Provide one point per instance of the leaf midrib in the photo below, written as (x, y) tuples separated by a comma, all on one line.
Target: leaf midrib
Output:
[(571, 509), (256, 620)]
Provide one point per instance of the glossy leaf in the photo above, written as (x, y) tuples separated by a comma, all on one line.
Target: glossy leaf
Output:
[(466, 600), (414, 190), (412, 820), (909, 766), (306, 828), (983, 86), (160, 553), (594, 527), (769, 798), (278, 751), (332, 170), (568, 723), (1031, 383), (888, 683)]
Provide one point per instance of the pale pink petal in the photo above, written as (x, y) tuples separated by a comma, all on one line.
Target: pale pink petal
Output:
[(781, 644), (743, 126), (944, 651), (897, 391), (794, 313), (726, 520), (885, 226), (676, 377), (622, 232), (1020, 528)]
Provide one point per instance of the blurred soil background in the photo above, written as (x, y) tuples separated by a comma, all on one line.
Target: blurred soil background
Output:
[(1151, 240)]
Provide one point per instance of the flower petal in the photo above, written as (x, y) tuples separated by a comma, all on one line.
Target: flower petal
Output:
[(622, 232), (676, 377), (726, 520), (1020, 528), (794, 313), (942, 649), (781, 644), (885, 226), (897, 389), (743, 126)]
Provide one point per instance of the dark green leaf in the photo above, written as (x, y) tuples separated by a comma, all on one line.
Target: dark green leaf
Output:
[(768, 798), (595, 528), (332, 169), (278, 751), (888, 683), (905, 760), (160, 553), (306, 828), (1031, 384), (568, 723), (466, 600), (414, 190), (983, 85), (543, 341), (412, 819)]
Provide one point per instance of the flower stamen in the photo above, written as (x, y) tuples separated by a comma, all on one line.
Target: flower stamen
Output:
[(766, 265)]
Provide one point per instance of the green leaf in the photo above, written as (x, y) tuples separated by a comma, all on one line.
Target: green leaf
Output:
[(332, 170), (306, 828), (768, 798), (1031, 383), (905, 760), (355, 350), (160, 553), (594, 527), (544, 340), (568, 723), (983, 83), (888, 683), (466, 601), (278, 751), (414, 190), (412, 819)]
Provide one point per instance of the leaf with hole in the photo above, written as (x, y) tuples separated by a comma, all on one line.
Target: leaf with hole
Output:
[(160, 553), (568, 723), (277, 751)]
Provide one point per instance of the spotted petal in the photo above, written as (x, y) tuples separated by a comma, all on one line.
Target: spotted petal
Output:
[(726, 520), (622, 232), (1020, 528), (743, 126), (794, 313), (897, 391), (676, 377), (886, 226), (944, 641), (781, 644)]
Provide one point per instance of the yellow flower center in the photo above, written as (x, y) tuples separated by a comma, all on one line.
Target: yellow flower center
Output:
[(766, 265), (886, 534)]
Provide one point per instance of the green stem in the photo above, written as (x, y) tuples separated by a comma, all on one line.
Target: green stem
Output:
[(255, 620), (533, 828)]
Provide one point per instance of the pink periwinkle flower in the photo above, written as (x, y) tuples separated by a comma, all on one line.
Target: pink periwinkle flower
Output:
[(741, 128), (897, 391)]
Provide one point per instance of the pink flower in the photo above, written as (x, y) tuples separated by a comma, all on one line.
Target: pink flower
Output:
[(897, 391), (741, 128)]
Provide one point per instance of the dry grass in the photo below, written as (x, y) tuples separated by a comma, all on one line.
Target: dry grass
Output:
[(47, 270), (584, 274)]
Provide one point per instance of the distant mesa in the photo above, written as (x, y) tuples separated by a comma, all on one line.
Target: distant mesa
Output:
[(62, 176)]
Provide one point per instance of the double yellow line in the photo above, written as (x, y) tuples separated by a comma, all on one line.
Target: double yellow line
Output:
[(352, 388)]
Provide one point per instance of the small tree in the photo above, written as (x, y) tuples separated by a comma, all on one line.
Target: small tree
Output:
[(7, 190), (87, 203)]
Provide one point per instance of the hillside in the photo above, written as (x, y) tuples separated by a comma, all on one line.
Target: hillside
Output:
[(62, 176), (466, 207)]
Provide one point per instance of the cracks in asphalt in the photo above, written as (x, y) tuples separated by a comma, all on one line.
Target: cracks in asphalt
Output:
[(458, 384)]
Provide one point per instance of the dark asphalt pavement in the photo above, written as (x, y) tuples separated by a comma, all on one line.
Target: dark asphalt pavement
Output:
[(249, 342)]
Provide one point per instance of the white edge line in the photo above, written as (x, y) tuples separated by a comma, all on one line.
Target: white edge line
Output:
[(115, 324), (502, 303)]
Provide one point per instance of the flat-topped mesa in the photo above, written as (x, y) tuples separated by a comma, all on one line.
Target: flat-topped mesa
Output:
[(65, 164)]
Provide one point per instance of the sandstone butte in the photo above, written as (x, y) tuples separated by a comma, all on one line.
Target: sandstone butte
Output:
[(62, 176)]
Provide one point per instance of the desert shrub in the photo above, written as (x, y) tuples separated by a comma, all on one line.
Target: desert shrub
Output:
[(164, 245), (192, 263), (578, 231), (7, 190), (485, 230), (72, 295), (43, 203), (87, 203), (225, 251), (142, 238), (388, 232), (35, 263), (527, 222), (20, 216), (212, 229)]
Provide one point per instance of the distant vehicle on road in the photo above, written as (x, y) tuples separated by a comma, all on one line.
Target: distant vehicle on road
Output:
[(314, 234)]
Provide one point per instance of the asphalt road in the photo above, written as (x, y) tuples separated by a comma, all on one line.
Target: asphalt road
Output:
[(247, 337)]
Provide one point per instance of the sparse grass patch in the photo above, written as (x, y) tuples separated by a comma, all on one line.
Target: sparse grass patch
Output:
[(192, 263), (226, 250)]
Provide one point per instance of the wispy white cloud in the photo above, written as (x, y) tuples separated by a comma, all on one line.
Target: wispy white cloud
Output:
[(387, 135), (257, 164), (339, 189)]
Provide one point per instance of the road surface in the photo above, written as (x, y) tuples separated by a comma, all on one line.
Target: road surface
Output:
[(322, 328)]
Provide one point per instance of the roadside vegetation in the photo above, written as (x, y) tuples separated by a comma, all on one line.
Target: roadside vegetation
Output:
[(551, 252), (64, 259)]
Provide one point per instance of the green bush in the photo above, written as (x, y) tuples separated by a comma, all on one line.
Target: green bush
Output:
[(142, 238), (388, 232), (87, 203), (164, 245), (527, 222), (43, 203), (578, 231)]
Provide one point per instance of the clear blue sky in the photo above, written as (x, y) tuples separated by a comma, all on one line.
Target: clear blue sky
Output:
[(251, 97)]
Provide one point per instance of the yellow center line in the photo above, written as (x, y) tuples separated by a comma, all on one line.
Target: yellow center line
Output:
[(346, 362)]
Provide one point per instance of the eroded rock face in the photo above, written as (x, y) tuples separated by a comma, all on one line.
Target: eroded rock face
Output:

Instruction: Reproduce all of the entries above line by line, with no changes to any character.

Solution to this task:
Provide one point per instance of the leaf midrib in the photo below, written as (x, y) tuples separated by a comma, all on one line.
Target: leaf midrib
Output:
[(571, 509), (256, 620)]
Provide one point per instance of the glossy leaf in the photo above, written as (x, y) tuples separated by a comma, all on one line.
Target: glossy leaf
Output:
[(466, 600), (414, 190), (412, 820), (909, 766), (306, 828), (983, 86), (160, 553), (594, 527), (769, 798), (278, 751), (332, 170), (568, 723), (1031, 383), (888, 683)]
Provide one point per instance of the pale pink petal in the photo above, written as (x, y) tuples separated by a comma, all on one line.
Target: pale pink petal
Output:
[(781, 644), (743, 126), (944, 651), (897, 391), (794, 313), (726, 520), (885, 226), (676, 377), (622, 232), (1020, 528)]
Provide one point per instance of the blurred soil background in the photo above, written as (x, y) tuples separated by a comma, all on one line.
Target: blurred soil background
Output:
[(1151, 240)]
Provide one point per instance of the flower petal in the photo above, written as (x, y) tuples separated by a comma, all on one line.
Target: flower petal
Output:
[(622, 232), (676, 377), (726, 520), (1020, 528), (794, 313), (942, 649), (781, 644), (885, 226), (897, 389), (743, 126)]
Provide one point per instance of the dark green leaf in the photo above, written as (x, y) tuples separated by a comma, all on one line.
Target: dark green leaf
Output:
[(768, 798), (595, 528), (332, 169), (278, 751), (888, 683), (905, 760), (160, 553), (306, 828), (1031, 384), (568, 723), (466, 600), (414, 190), (983, 85), (543, 341), (412, 819)]
Provide one point per instance of the flower stamen in the photo above, written as (x, y) tuples separated by a comma, all on one line.
Target: flower stamen
Output:
[(766, 265)]
Provide one point per instance of the green leaf in the photo above, written as (x, y) tuples separated by a comma, all on one line.
Target: green leaf
Output:
[(332, 170), (306, 828), (768, 798), (1031, 383), (905, 760), (355, 350), (160, 553), (594, 527), (544, 340), (568, 723), (983, 83), (888, 683), (466, 601), (278, 751), (414, 190), (412, 819)]
Provide one point per instance of the leaf with hole in the photo above, written as (x, y) tuples separated by a comma, all on one line.
Target: leaf with hole
Output:
[(160, 553), (568, 723), (277, 751)]
Provide one point per instance of the spotted petal in the photo above, written as (x, y) tuples separated by a comma, all on one line.
Target: spotted petal
Output:
[(726, 520), (622, 232), (1020, 528), (743, 126), (794, 313), (897, 391), (676, 377), (886, 226), (944, 641), (781, 644)]
Provide one point per instance of the yellow flower center in the photo above, written as (x, y) tuples separated by a comma, all on one line.
Target: yellow flower center
Output:
[(766, 265), (886, 534)]
Provide one point per instance of the green stem in the photo above, written as (x, y) tuples separated by a comma, all on one line.
Target: green stem
Output:
[(255, 620), (533, 828)]
Provide one point per instance of the pink periwinkle flower in the photo above, written as (x, y) tuples separated by a comma, all on one line.
Target: pink periwinkle flower
Output:
[(741, 128), (897, 391)]
Provide one point per instance of the pink flower in the photo above, written as (x, y) tuples separated by a comma, all on one line.
Target: pink flower
Output:
[(897, 391), (741, 128)]
Provide one point per instance of the dry grass in the photo below, written as (x, y) tuples separated by a comma, all on one line.
Target: dry grass
Output:
[(47, 270), (584, 274)]
Provide one point per instance of the distant mesa in the photo above, written as (x, y) tuples separated by a comma, all on one line.
Target: distant mesa
Output:
[(62, 176)]
Provide one point per instance of the double yellow line in the photo above, written as (x, y) tuples separated by a comma, all on one line.
Target: double yellow line
Output:
[(352, 388)]
Provide one point per instance of the small tree in the photo above, written as (x, y) tuples separated by a comma, all on one line.
Target: small tree
Output:
[(7, 190), (87, 203)]
Provide one point per instance of the hillside in the photo above, written as (x, y) tuples separated by a comma, all on one line.
Target: hillside
Output:
[(62, 176), (466, 207)]
Provide one point per instance of the cracks in asphalt in the photo above, written as (x, y) tuples separated by a comma, all on one line.
Target: cracks in asphalt
Output:
[(458, 384)]
Provide one point per instance of the dark asphalt pavement in the photo above, written as (x, y) tuples separated by a comma, all on one line.
Target: dark asphalt pavement
Output:
[(249, 342)]
Provide one point per instance of the white edge line in the photo above, written as (x, y) tuples separated by a comma, all on one line.
Target: white edge line
Output:
[(115, 324), (502, 303)]
Provide one point per instance of the flat-topped mesa in the photo above, written as (x, y) tuples separated by a comma, all on one line.
Target: flat-topped mesa
Output:
[(65, 164)]
Provide one point per instance of the sandstone butte in the photo above, written as (x, y) tuples separated by a comma, all on one line.
Target: sandstone butte
Output:
[(62, 176)]
Provide one point per instance of the desert shrub in the photo above, written as (x, y) tuples separated by a comma, all on one line.
Target: desert shrub
Output:
[(164, 245), (192, 263), (578, 231), (7, 190), (485, 230), (72, 295), (43, 203), (87, 203), (225, 251), (142, 238), (388, 232), (35, 263), (527, 222), (20, 216), (212, 229)]
Provide one point per instance of the distant vehicle on road in the photo above, written as (x, y) tuples separated by a comma, all on one line.
Target: distant vehicle on road
Output:
[(314, 234)]
Provide one point per instance of the asphalt road in the photo above, written as (x, y) tuples separated by a comma, all on one line.
Target: asphalt road
Output:
[(247, 337)]
Provide one point per instance of the sparse grass patch in the photo above, written as (x, y) tuples separated by a comma, all on one line.
Target: sparse grass patch
Output:
[(192, 263), (226, 250)]
Provide one point per instance of the wispy white cloud in the photo above, written as (x, y) tuples separated by a comma, all on one line.
Target: wispy white cloud
Output:
[(387, 135), (257, 164), (339, 189)]
Provide one point per instance of the road surface in the photo above, written as (x, y) tuples separated by a comma, all on one line.
Target: road surface
Output:
[(322, 328)]
Provide one point per instance of the roadside vegetation in the photo above, written as (x, y) tuples separated by a comma, all on one line.
Target: roadside vegetation
Output:
[(551, 252), (64, 259)]
Provide one point per instance of the green bush in the photo above, written as (x, y) tuples separated by a comma, all on one line.
Target: green bush
Output:
[(142, 238), (388, 232), (87, 203), (164, 245), (527, 222), (43, 203), (578, 231)]
Provide one point per instance of the clear blue sky in the photo above, written as (x, y) tuples separated by a comma, all on one line.
Target: clear blue sky
Output:
[(251, 97)]
Provide one point per instance of the yellow center line in the photo above, written as (x, y) tuples separated by a comma, all on one line.
Target: yellow center line
Output:
[(346, 362)]
Provide one point per instance of the eroded rock face in the photo above, written as (x, y) tuples separated by a comma, all on one line.
Target: eroded rock face
Output:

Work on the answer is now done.